Rewrite the entries below as a numbered list, one line per item and no blank lines. Cover only the part that opens with the first line of the entries and closes with the line containing "647 331 L 748", both included.

Data shown:
***

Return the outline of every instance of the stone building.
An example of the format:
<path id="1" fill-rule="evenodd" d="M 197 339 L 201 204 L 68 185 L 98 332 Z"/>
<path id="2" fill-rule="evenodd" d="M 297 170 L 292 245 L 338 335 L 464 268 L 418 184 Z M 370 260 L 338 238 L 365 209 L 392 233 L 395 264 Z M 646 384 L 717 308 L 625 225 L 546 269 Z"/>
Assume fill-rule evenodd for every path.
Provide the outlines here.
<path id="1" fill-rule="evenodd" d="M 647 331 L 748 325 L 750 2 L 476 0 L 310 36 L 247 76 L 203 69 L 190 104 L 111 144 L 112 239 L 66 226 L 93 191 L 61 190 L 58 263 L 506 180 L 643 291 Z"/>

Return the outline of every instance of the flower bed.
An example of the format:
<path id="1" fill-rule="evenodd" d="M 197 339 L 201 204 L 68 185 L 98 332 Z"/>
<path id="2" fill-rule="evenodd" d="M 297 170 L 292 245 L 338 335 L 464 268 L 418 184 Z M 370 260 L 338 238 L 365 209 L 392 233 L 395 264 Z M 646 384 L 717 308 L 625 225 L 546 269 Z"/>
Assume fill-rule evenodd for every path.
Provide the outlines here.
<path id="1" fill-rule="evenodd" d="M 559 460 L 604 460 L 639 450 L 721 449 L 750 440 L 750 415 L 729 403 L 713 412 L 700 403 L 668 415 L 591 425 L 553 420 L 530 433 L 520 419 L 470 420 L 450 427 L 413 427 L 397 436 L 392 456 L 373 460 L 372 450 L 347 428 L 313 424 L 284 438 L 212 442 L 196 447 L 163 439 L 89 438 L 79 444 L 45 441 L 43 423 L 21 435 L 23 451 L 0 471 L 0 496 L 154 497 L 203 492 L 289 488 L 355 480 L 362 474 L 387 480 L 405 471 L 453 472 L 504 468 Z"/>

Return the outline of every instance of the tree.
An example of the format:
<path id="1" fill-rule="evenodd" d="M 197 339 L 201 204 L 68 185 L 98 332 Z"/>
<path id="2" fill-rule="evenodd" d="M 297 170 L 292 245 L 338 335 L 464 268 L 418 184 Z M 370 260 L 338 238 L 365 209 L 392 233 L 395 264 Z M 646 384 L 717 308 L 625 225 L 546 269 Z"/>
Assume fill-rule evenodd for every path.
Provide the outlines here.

***

Complete answer:
1. Return the outline of every instance of the stone building.
2. An example of the format:
3. <path id="1" fill-rule="evenodd" d="M 197 339 L 201 204 L 68 185 L 98 332 Z"/>
4. <path id="2" fill-rule="evenodd" d="M 297 170 L 292 245 L 338 335 L 464 268 L 418 184 Z M 370 260 L 338 238 L 365 209 L 392 233 L 395 264 Z M 646 384 L 717 308 L 625 225 L 546 269 Z"/>
5. Assume fill-rule evenodd for every path.
6. Provide the outlines here.
7. <path id="1" fill-rule="evenodd" d="M 647 331 L 748 325 L 750 2 L 476 0 L 310 36 L 247 76 L 203 69 L 190 104 L 111 144 L 112 239 L 66 226 L 93 191 L 61 190 L 58 263 L 506 180 L 643 291 Z"/>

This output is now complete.